Extrait cité ::
Les solutions existent mais - c'est très dur à dire - existe-t-il
une réelle envie et une réelle force pour faire avancer "le
schmilblick" chez les administrateurs ou bien se contenteraient-ils de
gérer la vieille machine comme l'ont fait ceux qui les ont précédés et
comme le feront ceux qui suivront... en catimini avec une extrême
prudence... Sans faire de bulle et - surtout ... surtout - sans causer
d'agitation.
"Cachez-moi ces biens qu'on ne saurait voir ! ".
C'est peut-être là, la seule façon de dormir tranquille, après tout, pour ceux qui décident du sort de nos arts plastiques.
Moi j'ai entendu dire que l'etat Tunisien a double le budget du ministere de la culture.
Mais c'est pour faire quoi avec?

Exemples de détection

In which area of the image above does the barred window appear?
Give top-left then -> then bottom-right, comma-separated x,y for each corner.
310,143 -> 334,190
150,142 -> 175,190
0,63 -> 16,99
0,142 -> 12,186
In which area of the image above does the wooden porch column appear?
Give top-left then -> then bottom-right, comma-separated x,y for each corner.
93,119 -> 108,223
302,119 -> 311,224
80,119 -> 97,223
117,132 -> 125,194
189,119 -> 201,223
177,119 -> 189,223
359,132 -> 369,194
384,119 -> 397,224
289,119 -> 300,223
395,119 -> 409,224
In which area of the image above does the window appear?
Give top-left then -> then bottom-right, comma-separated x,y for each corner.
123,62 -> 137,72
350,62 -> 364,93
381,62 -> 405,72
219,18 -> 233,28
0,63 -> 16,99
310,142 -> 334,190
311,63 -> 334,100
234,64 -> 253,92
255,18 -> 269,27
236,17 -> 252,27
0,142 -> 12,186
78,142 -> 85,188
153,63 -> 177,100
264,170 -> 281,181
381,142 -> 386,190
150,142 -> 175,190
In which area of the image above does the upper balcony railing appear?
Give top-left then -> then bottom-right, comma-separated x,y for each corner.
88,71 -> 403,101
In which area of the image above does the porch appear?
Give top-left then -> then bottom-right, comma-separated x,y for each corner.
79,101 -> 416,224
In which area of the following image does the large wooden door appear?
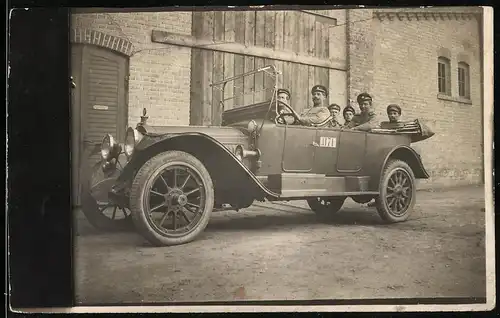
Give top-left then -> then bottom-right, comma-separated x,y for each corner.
72,45 -> 128,204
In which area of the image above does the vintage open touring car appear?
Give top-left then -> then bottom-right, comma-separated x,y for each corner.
82,66 -> 433,246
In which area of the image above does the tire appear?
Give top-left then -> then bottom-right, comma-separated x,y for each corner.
130,151 -> 214,246
307,197 -> 346,218
81,154 -> 133,232
375,160 -> 416,223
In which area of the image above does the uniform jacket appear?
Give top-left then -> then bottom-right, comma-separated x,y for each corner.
353,112 -> 379,131
328,118 -> 342,128
342,120 -> 356,128
300,106 -> 330,125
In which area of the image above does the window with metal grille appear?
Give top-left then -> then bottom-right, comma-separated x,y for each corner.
438,56 -> 451,95
458,62 -> 470,98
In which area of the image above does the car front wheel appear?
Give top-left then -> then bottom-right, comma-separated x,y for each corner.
307,197 -> 346,218
375,160 -> 416,223
130,151 -> 214,246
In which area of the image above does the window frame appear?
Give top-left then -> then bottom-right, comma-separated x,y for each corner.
437,56 -> 451,96
457,61 -> 471,99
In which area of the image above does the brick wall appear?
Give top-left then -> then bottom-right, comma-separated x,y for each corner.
346,9 -> 375,108
72,12 -> 191,125
348,9 -> 483,188
373,10 -> 483,187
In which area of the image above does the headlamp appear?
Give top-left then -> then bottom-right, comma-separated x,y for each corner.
247,119 -> 257,133
124,127 -> 143,158
101,134 -> 116,160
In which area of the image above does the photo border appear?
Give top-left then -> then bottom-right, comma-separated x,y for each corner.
6,6 -> 496,313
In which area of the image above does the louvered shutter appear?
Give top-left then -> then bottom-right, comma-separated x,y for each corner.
84,47 -> 126,169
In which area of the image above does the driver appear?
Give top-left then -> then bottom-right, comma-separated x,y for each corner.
299,85 -> 330,126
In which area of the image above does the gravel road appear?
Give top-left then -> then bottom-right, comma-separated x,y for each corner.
75,187 -> 486,305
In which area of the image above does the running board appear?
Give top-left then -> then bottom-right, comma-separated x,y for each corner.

Défis ::
[1] Recopiez intégralement l'extrait sur les arts plastiques, sans y apporter la moindre modification.
[2] Reproduisez fidèlement tout ce qui, dans la liste, va de la ligne contenant « In which area of the image above does the window appear? » jusqu'à la ligne contenant « 300,106 -> 330,125 », ces deux lignes incluses. Laissez les images de côté dans votre réponse.
L'extrait et la liste sont deux documents indépendants l'un de l'autre.

Résultats des exercices ::
[1]
Les solutions existent mais - c'est très dur à dire - existe-t-il
une réelle envie et une réelle force pour faire avancer "le
schmilblick" chez les administrateurs ou bien se contenteraient-ils de
gérer la vieille machine comme l'ont fait ceux qui les ont précédés et
comme le feront ceux qui suivront... en catimini avec une extrême
prudence... Sans faire de bulle et - surtout ... surtout - sans causer
d'agitation.
"Cachez-moi ces biens qu'on ne saurait voir ! ".
C'est peut-être là, la seule façon de dormir tranquille, après tout, pour ceux qui décident du sort de nos arts plastiques.
Moi j'ai entendu dire que l'etat Tunisien a double le budget du ministere de la culture.
Mais c'est pour faire quoi avec?

[2]
In which area of the image above does the window appear?
Give top-left then -> then bottom-right, comma-separated x,y for each corner.
123,62 -> 137,72
350,62 -> 364,93
381,62 -> 405,72
219,18 -> 233,28
0,63 -> 16,99
310,142 -> 334,190
311,63 -> 334,100
234,64 -> 253,92
255,18 -> 269,27
236,17 -> 252,27
0,142 -> 12,186
78,142 -> 85,188
153,63 -> 177,100
264,170 -> 281,181
381,142 -> 386,190
150,142 -> 175,190
In which area of the image above does the upper balcony railing appear?
Give top-left then -> then bottom-right, comma-separated x,y for each corner.
88,71 -> 403,101
In which area of the image above does the porch appear?
Give top-left then -> then bottom-right, comma-separated x,y for each corner.
79,101 -> 416,224
In which area of the following image does the large wooden door appear?
Give top-left then -> then bottom-right, comma-separated x,y for each corner.
72,45 -> 128,204
In which area of the image above does the vintage open touring car appear?
Give top-left then -> then bottom-right, comma-separated x,y for each corner.
82,66 -> 433,246
In which area of the image above does the tire appear?
Give top-left then -> then bottom-right, comma-separated x,y for each corner.
130,151 -> 214,246
307,197 -> 346,218
81,154 -> 133,232
375,160 -> 416,223
In which area of the image above does the uniform jacket appear?
Give top-left then -> then bottom-right, comma-separated x,y for each corner.
353,112 -> 379,131
328,118 -> 342,128
342,120 -> 356,128
300,106 -> 330,125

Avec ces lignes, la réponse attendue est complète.